§ EXERCISE PROMPT
Could you copy every entry exactly, with nothing changed?

§ Excerpts from a dataset
——

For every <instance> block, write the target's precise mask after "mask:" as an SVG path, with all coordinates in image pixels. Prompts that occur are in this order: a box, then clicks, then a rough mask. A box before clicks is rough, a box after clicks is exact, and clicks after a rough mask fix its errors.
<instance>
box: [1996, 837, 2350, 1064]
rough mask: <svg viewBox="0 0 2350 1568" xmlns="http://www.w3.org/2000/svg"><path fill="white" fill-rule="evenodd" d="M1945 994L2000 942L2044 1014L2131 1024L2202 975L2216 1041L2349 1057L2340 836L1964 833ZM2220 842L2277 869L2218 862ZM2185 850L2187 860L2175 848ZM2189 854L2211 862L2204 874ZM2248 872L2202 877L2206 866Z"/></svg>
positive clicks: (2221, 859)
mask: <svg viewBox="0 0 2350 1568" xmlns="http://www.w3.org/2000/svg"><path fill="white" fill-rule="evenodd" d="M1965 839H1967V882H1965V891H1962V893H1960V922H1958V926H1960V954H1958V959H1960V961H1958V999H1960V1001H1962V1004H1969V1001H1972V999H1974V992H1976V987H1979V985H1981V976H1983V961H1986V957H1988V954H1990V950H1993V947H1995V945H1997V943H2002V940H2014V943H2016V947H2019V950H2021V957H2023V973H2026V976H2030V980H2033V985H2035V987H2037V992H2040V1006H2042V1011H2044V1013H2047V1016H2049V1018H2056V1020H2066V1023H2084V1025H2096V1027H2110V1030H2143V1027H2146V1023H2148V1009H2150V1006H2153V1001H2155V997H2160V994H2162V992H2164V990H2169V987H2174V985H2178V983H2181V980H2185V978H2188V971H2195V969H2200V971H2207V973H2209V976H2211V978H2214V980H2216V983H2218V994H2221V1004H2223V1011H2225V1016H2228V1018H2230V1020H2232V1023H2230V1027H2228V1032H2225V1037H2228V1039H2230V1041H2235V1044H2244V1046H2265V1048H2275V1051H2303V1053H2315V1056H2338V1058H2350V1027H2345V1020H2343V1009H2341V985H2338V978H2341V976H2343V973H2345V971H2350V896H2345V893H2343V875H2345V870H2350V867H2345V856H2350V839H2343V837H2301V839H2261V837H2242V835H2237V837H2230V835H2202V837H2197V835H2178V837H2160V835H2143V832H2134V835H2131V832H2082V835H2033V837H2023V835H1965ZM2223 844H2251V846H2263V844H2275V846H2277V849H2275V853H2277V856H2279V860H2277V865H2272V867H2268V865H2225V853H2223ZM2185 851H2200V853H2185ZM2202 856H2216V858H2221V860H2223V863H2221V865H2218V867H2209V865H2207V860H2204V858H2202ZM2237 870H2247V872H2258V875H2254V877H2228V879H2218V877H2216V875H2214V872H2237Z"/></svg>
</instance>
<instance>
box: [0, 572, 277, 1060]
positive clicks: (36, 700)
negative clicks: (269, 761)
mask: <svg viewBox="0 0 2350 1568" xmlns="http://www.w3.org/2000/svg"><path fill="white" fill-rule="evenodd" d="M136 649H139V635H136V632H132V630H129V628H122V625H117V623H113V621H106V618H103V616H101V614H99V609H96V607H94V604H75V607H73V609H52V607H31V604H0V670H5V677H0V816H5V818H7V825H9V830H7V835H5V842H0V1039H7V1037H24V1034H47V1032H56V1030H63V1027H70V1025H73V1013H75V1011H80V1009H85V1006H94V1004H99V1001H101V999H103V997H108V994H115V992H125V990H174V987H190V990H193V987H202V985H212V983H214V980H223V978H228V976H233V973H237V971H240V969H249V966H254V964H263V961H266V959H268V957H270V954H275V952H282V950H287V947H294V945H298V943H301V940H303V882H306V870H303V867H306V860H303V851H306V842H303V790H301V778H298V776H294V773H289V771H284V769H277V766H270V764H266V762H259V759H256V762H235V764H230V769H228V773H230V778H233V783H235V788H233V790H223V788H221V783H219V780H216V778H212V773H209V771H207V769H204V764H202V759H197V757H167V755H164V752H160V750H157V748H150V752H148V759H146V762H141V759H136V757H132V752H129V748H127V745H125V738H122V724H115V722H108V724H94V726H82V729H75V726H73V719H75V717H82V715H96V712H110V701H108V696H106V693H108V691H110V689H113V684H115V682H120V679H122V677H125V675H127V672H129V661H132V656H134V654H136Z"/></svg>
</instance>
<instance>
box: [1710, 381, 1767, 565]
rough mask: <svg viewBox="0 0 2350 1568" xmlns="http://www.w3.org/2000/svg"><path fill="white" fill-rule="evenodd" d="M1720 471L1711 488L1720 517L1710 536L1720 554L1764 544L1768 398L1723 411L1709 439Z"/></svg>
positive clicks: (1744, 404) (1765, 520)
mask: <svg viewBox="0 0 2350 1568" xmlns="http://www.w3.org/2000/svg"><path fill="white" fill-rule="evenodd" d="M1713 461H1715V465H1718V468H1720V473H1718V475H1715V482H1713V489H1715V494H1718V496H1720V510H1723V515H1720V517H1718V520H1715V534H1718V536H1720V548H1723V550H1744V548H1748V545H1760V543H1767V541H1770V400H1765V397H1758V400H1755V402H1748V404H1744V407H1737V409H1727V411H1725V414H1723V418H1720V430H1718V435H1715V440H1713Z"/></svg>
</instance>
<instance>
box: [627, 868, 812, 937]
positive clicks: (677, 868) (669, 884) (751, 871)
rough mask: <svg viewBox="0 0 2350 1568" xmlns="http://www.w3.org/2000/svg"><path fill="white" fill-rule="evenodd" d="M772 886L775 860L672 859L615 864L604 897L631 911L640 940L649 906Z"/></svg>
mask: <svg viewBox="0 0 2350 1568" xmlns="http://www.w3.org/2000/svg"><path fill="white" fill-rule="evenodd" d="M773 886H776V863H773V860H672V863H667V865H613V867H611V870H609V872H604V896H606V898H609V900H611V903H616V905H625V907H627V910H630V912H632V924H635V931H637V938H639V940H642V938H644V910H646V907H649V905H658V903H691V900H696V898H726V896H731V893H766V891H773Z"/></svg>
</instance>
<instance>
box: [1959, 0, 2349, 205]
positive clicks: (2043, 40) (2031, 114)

——

§ RESPONSE TO THE EXERCISE
For every <instance> block, write the target's precise mask after "mask:" as an SVG path, with all coordinates in image pixels. Prompts that occur are in this order: a box, then clicks, then a rough mask. A box before clicks is rough, a box after clicks is exact, and clicks after a rough mask fix its errors.
<instance>
box: [1996, 837, 2350, 1064]
rough mask: <svg viewBox="0 0 2350 1568" xmlns="http://www.w3.org/2000/svg"><path fill="white" fill-rule="evenodd" d="M1945 994L2000 942L2044 1014L2131 1024L2202 975L2216 1041L2349 1057L2340 836L1964 833ZM2220 842L2277 869L2218 862ZM2185 850L2187 860L2175 848ZM2189 854L2211 862L2204 874ZM2248 872L2202 877L2206 866Z"/></svg>
positive clicks: (2221, 859)
mask: <svg viewBox="0 0 2350 1568" xmlns="http://www.w3.org/2000/svg"><path fill="white" fill-rule="evenodd" d="M1965 839H1967V882H1965V891H1962V893H1960V922H1958V926H1960V954H1958V959H1960V961H1958V999H1960V1001H1962V1004H1969V1001H1972V999H1974V992H1976V987H1979V985H1981V976H1983V961H1986V957H1988V954H1990V950H1993V947H1995V945H1997V943H2002V940H2014V943H2016V947H2019V950H2021V957H2023V973H2026V976H2030V980H2033V985H2035V987H2037V992H2040V1006H2042V1011H2044V1013H2047V1016H2049V1018H2056V1020H2066V1023H2084V1025H2096V1027H2110V1030H2143V1027H2146V1023H2148V1009H2150V1006H2153V1001H2155V997H2160V994H2162V992H2164V990H2169V987H2174V985H2178V983H2181V980H2185V978H2188V971H2195V969H2200V971H2207V973H2209V976H2211V978H2214V980H2216V983H2218V994H2221V1004H2223V1011H2225V1016H2228V1018H2230V1020H2232V1023H2230V1027H2228V1032H2225V1037H2228V1039H2230V1041H2235V1044H2244V1046H2265V1048H2275V1051H2303V1053H2315V1056H2338V1058H2350V1027H2345V1020H2343V1009H2341V985H2338V978H2341V976H2343V973H2345V971H2350V896H2345V893H2343V875H2345V870H2350V867H2345V856H2350V839H2343V837H2301V839H2261V837H2242V835H2237V837H2230V835H2202V837H2197V835H2178V837H2160V835H2143V832H2134V835H2131V832H2082V835H2033V837H2023V835H1965ZM2223 844H2251V846H2263V844H2275V846H2277V849H2275V853H2277V856H2279V860H2277V865H2272V867H2268V865H2225V853H2223ZM2185 851H2200V853H2185ZM2202 856H2216V858H2221V860H2223V863H2221V865H2218V867H2209V865H2207V860H2204V858H2202ZM2237 870H2247V872H2258V875H2254V877H2228V879H2218V877H2216V875H2214V872H2237Z"/></svg>
</instance>
<instance>
box: [0, 572, 277, 1060]
positive clicks: (36, 700)
negative clicks: (269, 761)
mask: <svg viewBox="0 0 2350 1568" xmlns="http://www.w3.org/2000/svg"><path fill="white" fill-rule="evenodd" d="M136 649H139V635H136V632H132V630H129V628H122V625H117V623H113V621H106V618H103V616H101V614H99V609H96V607H94V604H75V607H73V609H52V607H31V604H0V670H5V677H0V816H5V818H7V825H9V830H7V835H5V842H0V1039H7V1037H24V1034H47V1032H56V1030H63V1027H70V1025H73V1013H75V1011H80V1009H85V1006H94V1004H99V1001H101V999H103V997H108V994H115V992H125V990H174V987H190V990H193V987H202V985H212V983H214V980H223V978H228V976H233V973H237V971H240V969H249V966H254V964H263V961H266V959H268V957H270V954H275V952H282V950H287V947H294V945H298V943H301V940H303V882H306V870H303V867H306V860H303V851H306V842H303V790H301V778H298V776H294V773H289V771H284V769H277V766H270V764H266V762H259V759H256V762H235V764H230V769H228V773H230V778H233V783H235V788H233V790H223V788H221V783H219V780H216V778H212V773H209V771H207V769H204V764H202V759H197V757H167V755H164V752H160V750H157V748H150V752H148V759H146V762H141V759H136V757H132V752H129V748H127V745H125V738H122V724H115V722H108V724H94V726H82V729H75V726H73V719H75V717H82V715H96V712H110V701H108V696H106V693H108V691H110V689H113V684H115V682H120V679H122V677H125V675H127V672H129V661H132V656H134V654H136Z"/></svg>
</instance>
<instance>
box: [1710, 381, 1767, 565]
rough mask: <svg viewBox="0 0 2350 1568" xmlns="http://www.w3.org/2000/svg"><path fill="white" fill-rule="evenodd" d="M1720 471L1711 488L1720 517L1710 536L1720 554L1764 544L1768 398L1723 411L1709 439Z"/></svg>
positive clicks: (1744, 404) (1765, 520)
mask: <svg viewBox="0 0 2350 1568" xmlns="http://www.w3.org/2000/svg"><path fill="white" fill-rule="evenodd" d="M1713 461H1715V465H1718V468H1720V473H1718V475H1715V482H1713V489H1715V494H1718V496H1720V510H1723V515H1720V517H1718V520H1715V534H1718V536H1720V548H1723V550H1744V548H1748V545H1760V543H1767V541H1770V400H1765V397H1758V400H1755V402H1748V404H1744V407H1737V409H1727V411H1725V414H1723V418H1720V430H1718V435H1715V440H1713Z"/></svg>
</instance>
<instance>
box: [627, 868, 812, 937]
positive clicks: (677, 868) (669, 884) (751, 871)
rough mask: <svg viewBox="0 0 2350 1568" xmlns="http://www.w3.org/2000/svg"><path fill="white" fill-rule="evenodd" d="M772 886L775 860L672 859L615 864L604 897L631 911L640 940L649 906Z"/></svg>
mask: <svg viewBox="0 0 2350 1568" xmlns="http://www.w3.org/2000/svg"><path fill="white" fill-rule="evenodd" d="M773 886H776V863H773V860H672V863H667V865H613V867H611V870H609V872H604V896H606V898H609V900H611V903H616V905H625V907H627V910H630V912H632V924H635V931H637V938H639V940H642V938H644V910H646V907H649V905H658V903H691V900H696V898H726V896H731V893H766V891H773Z"/></svg>
</instance>
<instance>
box: [1959, 0, 2349, 205]
positive clicks: (2043, 40) (2031, 114)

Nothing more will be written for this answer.